▸ Task statement
Please return the full listing below without altering anything.
━━ The input
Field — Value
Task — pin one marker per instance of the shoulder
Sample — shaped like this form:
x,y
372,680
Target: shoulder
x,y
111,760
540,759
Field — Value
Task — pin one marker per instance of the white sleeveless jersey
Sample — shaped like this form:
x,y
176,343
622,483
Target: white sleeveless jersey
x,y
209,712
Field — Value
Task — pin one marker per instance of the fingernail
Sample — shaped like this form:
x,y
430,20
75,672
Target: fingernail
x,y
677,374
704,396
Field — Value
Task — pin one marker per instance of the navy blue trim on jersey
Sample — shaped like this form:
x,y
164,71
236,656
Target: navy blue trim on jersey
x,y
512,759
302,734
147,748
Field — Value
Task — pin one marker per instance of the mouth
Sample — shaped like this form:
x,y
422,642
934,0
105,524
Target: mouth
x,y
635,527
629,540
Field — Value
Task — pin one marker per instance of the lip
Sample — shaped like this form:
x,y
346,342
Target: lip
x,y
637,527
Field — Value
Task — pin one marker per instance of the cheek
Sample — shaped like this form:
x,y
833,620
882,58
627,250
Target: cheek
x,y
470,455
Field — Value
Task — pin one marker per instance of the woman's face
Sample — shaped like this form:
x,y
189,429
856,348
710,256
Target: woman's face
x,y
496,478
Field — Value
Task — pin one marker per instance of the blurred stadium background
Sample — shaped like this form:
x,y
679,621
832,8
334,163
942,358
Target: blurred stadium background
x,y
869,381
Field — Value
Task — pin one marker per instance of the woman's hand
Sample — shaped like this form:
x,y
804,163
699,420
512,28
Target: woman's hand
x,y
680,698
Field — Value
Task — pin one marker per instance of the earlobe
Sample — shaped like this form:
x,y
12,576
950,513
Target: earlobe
━━━━
▸ Output of the exercise
Field — Value
Task — pin one marker per instance of the shoulder
Sample — shaped like this form:
x,y
372,680
Target: shoulder
x,y
111,760
540,759
Field — Value
Task — pin one marker per instance of the white sleeveless jersey
Sample — shaped like this form:
x,y
176,343
622,483
Target: white sleeveless jersey
x,y
209,712
Field — Value
Task — pin one marker per instance of the fingernail
Sample — shaped like this form:
x,y
430,20
75,672
Target: fingernail
x,y
677,374
704,396
Field — Value
Task — pin one marker per instance of the navy blue trim on jersey
Sample — shaped like this form:
x,y
164,71
236,656
Target: navy blue trim on jersey
x,y
512,759
302,734
147,748
Field — Value
Task — pin one marker per instance of the mouth
Sample — shaped like this form:
x,y
422,642
934,0
105,524
Target: mouth
x,y
635,527
629,540
Field — Value
Task — pin one marker per instance of the lip
Sample — shaped like this form:
x,y
346,342
Target: lip
x,y
637,527
Field — Value
Task — pin one marker per instance of the cheek
Sample — shaped like this form:
x,y
833,620
882,58
627,250
Target: cheek
x,y
470,455
Field — Value
Task — pin one marker per instance of the woman's face
Sample — shaped like this form:
x,y
189,429
856,348
710,256
Target: woman's face
x,y
496,478
Field — Value
Task — pin one marker per instance of the blurred stadium background
Sample — shaped like this form:
x,y
679,621
832,8
334,163
942,358
Target: blurred stadium background
x,y
869,381
Field — Value
Task — pin one marker per instance of the woman's hand
Sample — shaped like this form:
x,y
804,163
699,420
512,28
Target: woman's hand
x,y
680,698
Field — Value
Task — pin one marker per instance of the earlobe
Sample — shaped like this form:
x,y
12,576
950,513
Target: earlobe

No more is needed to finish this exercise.